Au Sud, sixième : Collioure, quartier des pêcheurs, tombeau de Machado, visite du château

8 octobre 2019


Il est tôt ce lundi matin lorsque j’arpente mon quartier provisoire pour faire des photos de ses rues étroites aux maisons colorées autrefois habitées par des pêcheurs. Je n’y croise personne. D’ailleurs, quelle que soit l’heure à laquelle je sors ou reviens dans celle où je loge, je ne vois pas âme qui vive, et la nuit aucun bruit ne perturbe mon sommeil.
De là, je me dirige vers la gare, et peu avant le Carrefour Marquette, tourne à gauche dans une impasse où se trouve le cimetière. Je n’ai aucune difficulté à trouver le tombeau d’Antonio Machado. Isolé sur la droite en entrant, habillé du drapeau de son pays, nul ne peut le manquer, avec sa boîte à lettres scellée dans la pierre. Un jour où je passais par-là, il y a moult années, des écolières espagnoles y glissaient chacune une missive, mais aujourd’hui je suis seul devant la dalle. Cependant, des pommes de pin, des fleurs et des plaques officielles, dont l’une datant de cette année, témoignent de la vie qui règne ici. Je ressors de ce cimetière avec les vers d’Aragon chantés par Jean Ferrat en tête : Machado dort à Collioure / Trois pas suffirent hors d'Espagne / Que le ciel pour lui se fît lourd / Il s'assit dans cette campagne / Et ferma les yeux pour toujours.

## Données extraites
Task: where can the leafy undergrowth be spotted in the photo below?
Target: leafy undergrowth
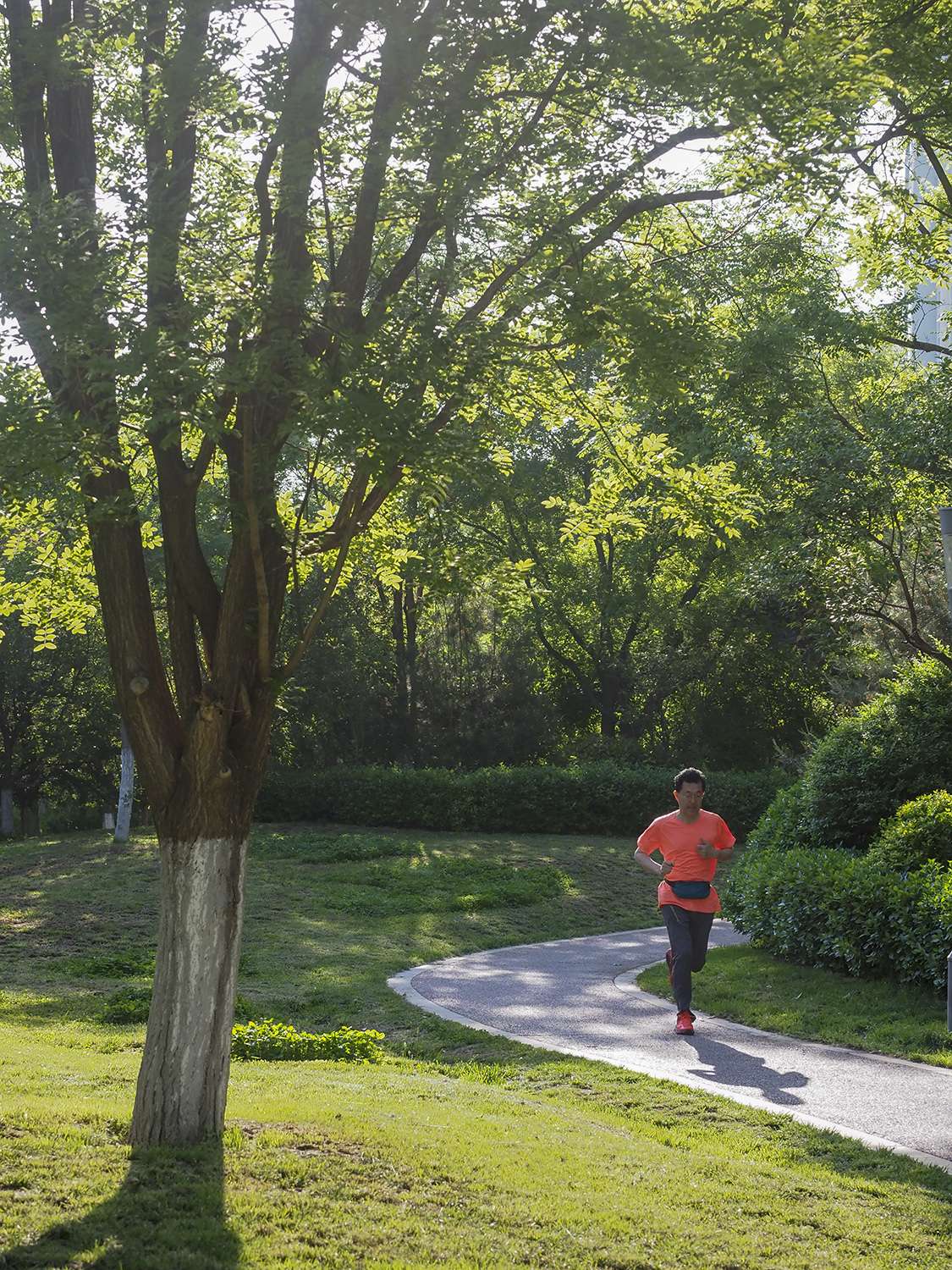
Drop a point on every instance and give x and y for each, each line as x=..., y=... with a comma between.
x=459, y=1150
x=754, y=988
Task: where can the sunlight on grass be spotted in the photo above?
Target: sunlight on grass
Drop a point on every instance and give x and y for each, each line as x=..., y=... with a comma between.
x=461, y=1148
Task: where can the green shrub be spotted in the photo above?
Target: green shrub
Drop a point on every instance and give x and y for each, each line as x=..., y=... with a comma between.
x=269, y=1039
x=921, y=831
x=843, y=911
x=127, y=1006
x=593, y=798
x=895, y=748
x=782, y=823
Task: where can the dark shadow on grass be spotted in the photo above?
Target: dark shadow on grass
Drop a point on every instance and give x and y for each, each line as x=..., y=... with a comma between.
x=169, y=1212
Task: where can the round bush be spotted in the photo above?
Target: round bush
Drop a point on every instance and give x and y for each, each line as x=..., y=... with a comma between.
x=893, y=749
x=921, y=831
x=845, y=911
x=782, y=823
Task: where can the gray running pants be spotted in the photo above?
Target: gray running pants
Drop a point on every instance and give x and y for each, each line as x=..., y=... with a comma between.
x=688, y=934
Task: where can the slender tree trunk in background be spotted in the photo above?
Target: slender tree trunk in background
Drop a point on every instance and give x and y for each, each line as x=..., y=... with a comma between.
x=7, y=825
x=609, y=683
x=403, y=687
x=413, y=599
x=127, y=787
x=30, y=817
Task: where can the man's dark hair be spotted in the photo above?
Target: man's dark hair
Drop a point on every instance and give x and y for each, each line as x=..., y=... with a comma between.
x=692, y=776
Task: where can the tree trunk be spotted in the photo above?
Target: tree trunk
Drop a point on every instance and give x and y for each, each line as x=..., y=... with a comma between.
x=608, y=706
x=127, y=787
x=7, y=826
x=184, y=1074
x=30, y=817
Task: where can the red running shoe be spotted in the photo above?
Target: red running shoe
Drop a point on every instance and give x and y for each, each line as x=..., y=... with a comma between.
x=685, y=1026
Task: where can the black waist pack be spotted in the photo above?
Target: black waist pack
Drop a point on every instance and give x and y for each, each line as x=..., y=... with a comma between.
x=691, y=889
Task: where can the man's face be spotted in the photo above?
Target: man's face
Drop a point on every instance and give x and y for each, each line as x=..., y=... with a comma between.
x=690, y=798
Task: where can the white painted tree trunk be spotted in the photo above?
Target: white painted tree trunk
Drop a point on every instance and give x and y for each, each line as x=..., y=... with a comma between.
x=127, y=787
x=7, y=825
x=184, y=1074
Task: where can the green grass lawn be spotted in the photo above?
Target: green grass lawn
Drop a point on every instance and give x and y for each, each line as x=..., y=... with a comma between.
x=756, y=988
x=461, y=1150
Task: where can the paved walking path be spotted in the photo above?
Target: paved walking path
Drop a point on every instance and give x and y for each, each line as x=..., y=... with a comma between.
x=579, y=997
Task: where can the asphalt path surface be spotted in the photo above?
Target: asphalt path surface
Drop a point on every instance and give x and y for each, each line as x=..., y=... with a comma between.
x=579, y=997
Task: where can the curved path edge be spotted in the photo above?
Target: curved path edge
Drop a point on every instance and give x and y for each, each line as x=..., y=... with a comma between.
x=526, y=996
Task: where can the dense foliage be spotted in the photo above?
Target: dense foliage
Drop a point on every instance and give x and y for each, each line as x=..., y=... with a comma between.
x=891, y=749
x=919, y=831
x=829, y=907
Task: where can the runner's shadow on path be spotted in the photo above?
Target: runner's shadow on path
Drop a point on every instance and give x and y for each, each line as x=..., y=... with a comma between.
x=734, y=1067
x=169, y=1212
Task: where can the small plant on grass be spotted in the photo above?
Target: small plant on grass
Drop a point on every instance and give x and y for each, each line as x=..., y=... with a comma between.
x=118, y=964
x=127, y=1006
x=269, y=1039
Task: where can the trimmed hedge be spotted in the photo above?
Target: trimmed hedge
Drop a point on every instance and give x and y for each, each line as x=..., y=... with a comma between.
x=830, y=907
x=593, y=798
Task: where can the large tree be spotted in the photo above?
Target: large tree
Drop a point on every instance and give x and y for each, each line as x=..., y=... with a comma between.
x=243, y=261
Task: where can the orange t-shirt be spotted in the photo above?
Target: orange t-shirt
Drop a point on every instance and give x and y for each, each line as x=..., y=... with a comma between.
x=678, y=842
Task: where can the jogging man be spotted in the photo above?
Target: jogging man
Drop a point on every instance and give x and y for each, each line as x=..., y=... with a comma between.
x=691, y=841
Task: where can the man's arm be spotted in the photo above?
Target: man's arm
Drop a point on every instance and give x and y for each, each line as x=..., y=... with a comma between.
x=647, y=865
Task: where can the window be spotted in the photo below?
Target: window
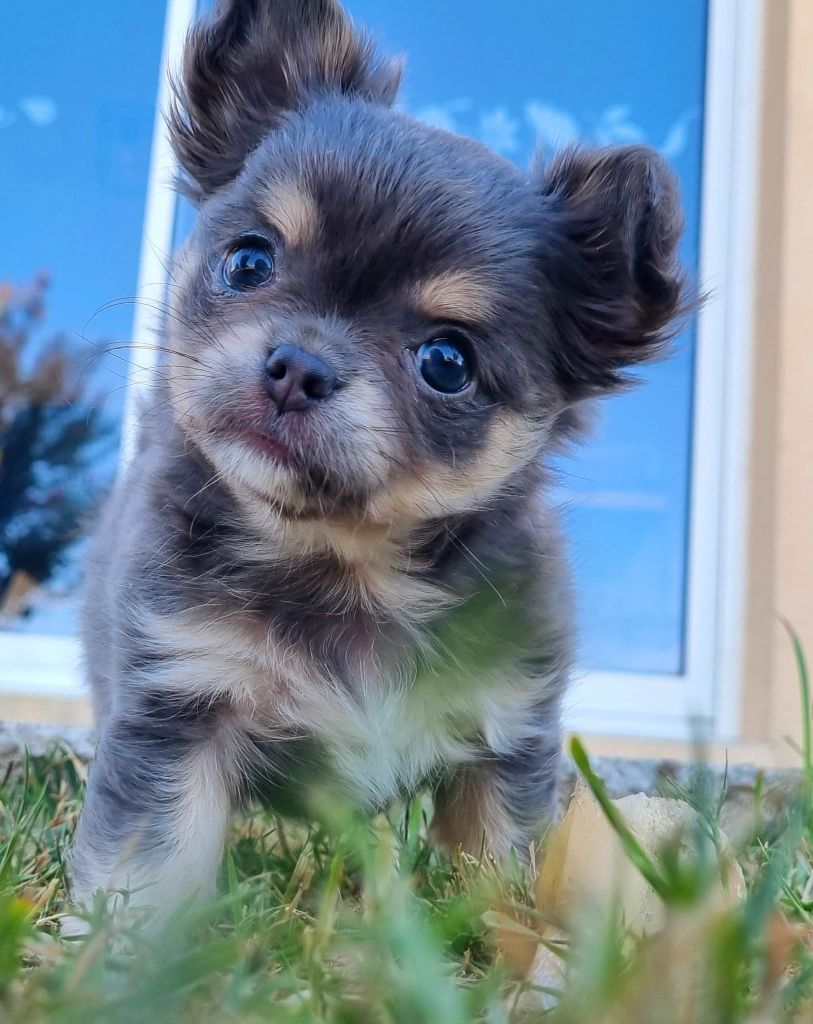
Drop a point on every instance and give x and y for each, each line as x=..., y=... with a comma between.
x=652, y=531
x=77, y=110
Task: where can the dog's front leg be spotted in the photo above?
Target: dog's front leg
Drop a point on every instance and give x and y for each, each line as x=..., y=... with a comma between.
x=157, y=810
x=500, y=802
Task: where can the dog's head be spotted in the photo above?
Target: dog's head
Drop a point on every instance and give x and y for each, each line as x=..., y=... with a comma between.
x=376, y=318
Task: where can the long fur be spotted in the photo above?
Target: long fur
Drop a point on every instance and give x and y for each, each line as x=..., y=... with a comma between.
x=368, y=594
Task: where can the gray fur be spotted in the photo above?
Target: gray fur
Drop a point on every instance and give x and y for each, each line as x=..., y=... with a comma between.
x=389, y=607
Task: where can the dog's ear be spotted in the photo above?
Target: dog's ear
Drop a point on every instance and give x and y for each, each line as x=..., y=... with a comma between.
x=616, y=291
x=252, y=60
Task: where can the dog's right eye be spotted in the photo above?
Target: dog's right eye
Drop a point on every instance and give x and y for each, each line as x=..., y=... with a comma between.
x=249, y=266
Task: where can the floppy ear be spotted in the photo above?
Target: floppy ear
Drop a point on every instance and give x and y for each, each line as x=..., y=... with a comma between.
x=612, y=226
x=252, y=60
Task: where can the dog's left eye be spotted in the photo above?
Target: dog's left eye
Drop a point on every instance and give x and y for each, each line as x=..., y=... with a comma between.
x=249, y=266
x=444, y=365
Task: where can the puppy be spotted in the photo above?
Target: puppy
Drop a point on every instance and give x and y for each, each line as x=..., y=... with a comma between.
x=330, y=568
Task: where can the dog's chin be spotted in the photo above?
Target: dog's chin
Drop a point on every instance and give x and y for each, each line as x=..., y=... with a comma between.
x=261, y=470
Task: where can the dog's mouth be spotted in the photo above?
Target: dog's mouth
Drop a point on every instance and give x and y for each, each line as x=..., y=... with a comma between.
x=267, y=445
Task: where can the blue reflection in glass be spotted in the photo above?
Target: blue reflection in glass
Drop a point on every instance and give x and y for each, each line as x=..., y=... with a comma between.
x=77, y=110
x=631, y=71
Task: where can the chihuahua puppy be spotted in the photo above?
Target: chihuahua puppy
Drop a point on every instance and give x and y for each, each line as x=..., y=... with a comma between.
x=330, y=567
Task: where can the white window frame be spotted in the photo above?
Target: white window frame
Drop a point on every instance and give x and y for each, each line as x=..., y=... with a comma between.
x=704, y=699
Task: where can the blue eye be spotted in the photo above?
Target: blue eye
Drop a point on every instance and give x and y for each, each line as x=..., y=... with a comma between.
x=444, y=365
x=249, y=266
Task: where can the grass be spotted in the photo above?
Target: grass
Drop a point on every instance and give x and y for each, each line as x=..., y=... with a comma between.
x=367, y=923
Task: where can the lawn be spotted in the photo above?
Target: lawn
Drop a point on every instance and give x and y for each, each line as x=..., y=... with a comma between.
x=365, y=922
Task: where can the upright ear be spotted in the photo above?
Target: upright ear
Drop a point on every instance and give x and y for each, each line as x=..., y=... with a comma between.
x=613, y=223
x=252, y=60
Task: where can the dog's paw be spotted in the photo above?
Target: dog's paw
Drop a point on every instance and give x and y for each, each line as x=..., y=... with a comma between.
x=72, y=927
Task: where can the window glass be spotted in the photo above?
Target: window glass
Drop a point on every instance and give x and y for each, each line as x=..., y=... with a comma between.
x=77, y=110
x=631, y=71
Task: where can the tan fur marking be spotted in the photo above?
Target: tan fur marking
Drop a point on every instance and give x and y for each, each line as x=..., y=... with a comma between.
x=293, y=211
x=456, y=295
x=438, y=491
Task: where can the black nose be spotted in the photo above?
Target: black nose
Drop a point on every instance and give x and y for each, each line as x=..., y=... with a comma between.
x=296, y=379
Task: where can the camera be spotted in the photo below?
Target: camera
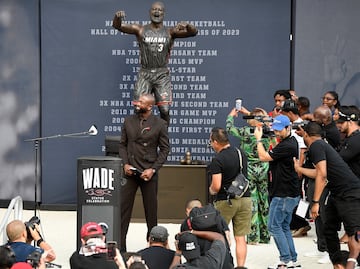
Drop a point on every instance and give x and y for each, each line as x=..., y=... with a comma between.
x=296, y=125
x=357, y=236
x=111, y=249
x=137, y=172
x=34, y=259
x=31, y=223
x=267, y=132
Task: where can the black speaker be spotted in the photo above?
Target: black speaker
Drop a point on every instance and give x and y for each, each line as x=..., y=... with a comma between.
x=98, y=189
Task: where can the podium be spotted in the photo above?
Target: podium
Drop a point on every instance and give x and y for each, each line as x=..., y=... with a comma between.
x=99, y=180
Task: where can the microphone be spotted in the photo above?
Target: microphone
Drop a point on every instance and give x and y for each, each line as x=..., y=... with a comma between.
x=93, y=130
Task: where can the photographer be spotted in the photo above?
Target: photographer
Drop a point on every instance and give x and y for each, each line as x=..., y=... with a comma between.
x=257, y=170
x=20, y=243
x=93, y=252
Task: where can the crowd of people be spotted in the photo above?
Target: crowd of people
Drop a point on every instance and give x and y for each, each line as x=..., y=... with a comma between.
x=288, y=155
x=285, y=158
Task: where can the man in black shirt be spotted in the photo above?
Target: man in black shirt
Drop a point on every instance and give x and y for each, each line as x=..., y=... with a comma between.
x=350, y=148
x=343, y=204
x=188, y=246
x=323, y=116
x=158, y=255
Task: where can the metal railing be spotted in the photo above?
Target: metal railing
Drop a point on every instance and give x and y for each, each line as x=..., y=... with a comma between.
x=16, y=204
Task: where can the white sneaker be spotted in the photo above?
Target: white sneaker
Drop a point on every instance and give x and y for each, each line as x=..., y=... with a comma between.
x=278, y=265
x=293, y=265
x=325, y=259
x=315, y=253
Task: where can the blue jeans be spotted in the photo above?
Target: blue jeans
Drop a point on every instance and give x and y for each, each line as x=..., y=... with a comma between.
x=280, y=214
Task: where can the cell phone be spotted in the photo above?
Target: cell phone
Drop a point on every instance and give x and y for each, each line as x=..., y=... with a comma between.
x=111, y=247
x=238, y=104
x=137, y=258
x=136, y=172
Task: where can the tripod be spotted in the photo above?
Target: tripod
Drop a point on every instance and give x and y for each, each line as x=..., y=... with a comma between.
x=91, y=132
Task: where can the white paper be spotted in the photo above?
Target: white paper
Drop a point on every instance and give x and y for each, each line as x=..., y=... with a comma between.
x=302, y=209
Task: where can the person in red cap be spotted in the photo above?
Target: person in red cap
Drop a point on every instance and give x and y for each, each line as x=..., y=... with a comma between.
x=93, y=251
x=18, y=235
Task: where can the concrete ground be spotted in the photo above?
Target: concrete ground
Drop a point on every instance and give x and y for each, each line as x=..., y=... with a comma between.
x=59, y=229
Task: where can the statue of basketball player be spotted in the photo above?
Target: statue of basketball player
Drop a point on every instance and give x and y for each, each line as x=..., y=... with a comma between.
x=155, y=43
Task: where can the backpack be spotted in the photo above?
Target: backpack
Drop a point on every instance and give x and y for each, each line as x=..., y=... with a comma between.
x=204, y=218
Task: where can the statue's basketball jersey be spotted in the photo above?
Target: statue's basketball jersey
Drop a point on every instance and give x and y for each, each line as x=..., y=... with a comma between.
x=155, y=46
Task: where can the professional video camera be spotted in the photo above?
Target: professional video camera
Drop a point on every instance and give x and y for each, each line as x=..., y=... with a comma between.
x=34, y=259
x=267, y=131
x=31, y=224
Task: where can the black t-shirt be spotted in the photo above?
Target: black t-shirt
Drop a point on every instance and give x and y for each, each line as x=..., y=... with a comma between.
x=227, y=163
x=340, y=177
x=204, y=244
x=283, y=179
x=350, y=152
x=96, y=261
x=213, y=259
x=332, y=135
x=157, y=257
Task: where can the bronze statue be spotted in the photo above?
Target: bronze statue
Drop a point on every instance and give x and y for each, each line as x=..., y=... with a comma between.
x=155, y=43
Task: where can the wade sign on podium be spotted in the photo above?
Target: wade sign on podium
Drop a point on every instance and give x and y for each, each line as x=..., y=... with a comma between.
x=98, y=189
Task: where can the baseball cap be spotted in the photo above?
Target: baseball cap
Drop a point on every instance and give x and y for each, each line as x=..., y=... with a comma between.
x=90, y=228
x=346, y=116
x=159, y=234
x=21, y=265
x=289, y=105
x=189, y=246
x=280, y=122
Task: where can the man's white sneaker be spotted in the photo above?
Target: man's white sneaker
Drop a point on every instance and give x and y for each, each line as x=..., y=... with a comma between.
x=293, y=265
x=325, y=259
x=315, y=253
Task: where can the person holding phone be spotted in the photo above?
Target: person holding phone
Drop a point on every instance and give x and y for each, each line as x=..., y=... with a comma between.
x=94, y=252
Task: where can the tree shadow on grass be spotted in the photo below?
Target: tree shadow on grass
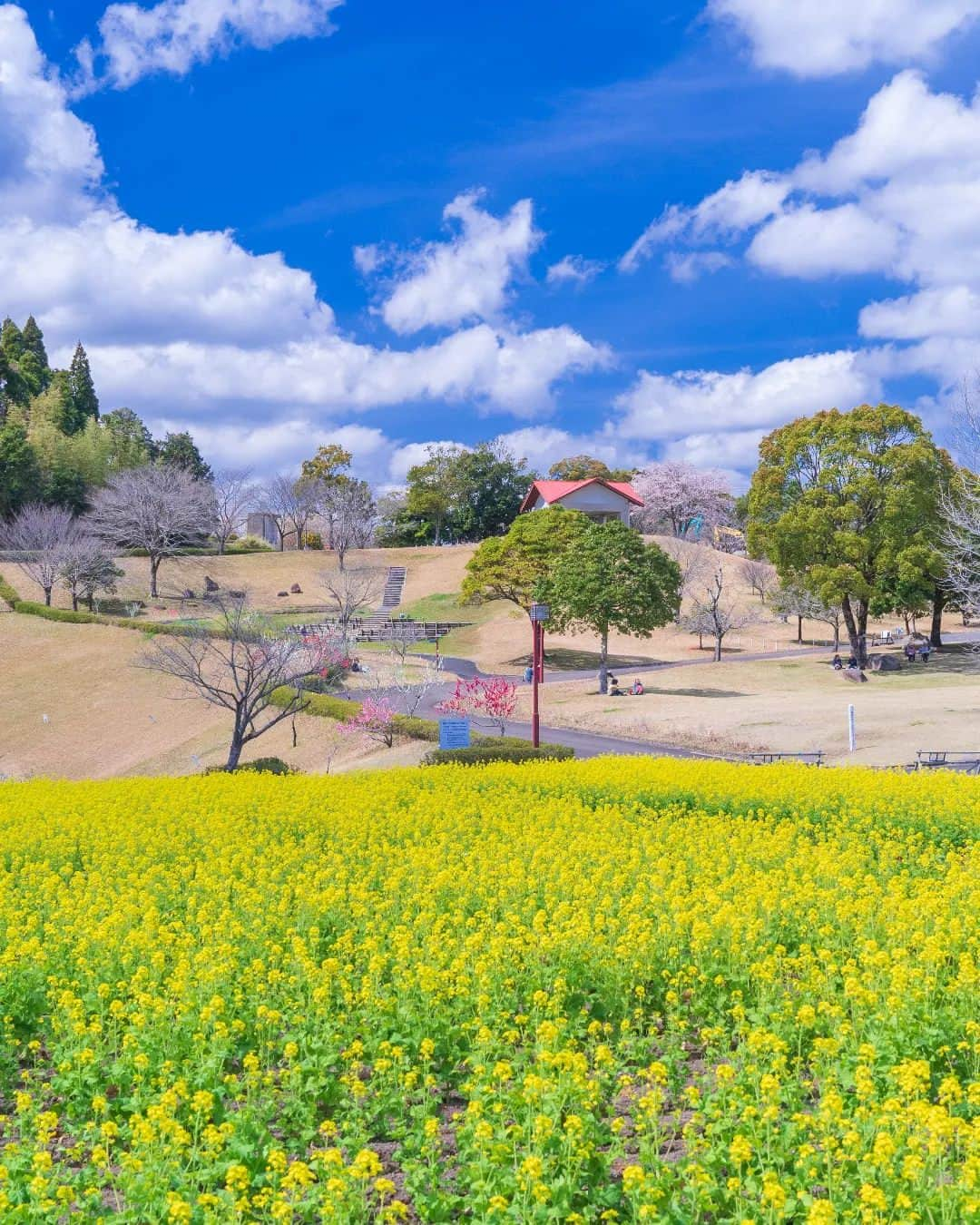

## Série de consignes
**1)** Traduisez en anglais la phrase suivante du récit sur Collioure : « Je n’ai aucune difficulté à trouver le tombeau d’Antonio Machado. »
**2)** Répondez, s'il vous plaît, aux questions suivantes sur le récit sur Collioure :
(a) Quel jour de la semaine a lieu la promenade matinale dans le quartier des pêcheurs ?
(b) Qu'est-ce qui est scellé dans la pierre du tombeau de Machado ?
(c) Qui chante les vers d'Aragon cités à la fin ?

## Réponses attendues
**1)** I have no difficulty finding Antonio Machado's tomb.

**2)**
(a) Un lundi.
(b) Une boîte à lettres.
(c) Jean Ferrat.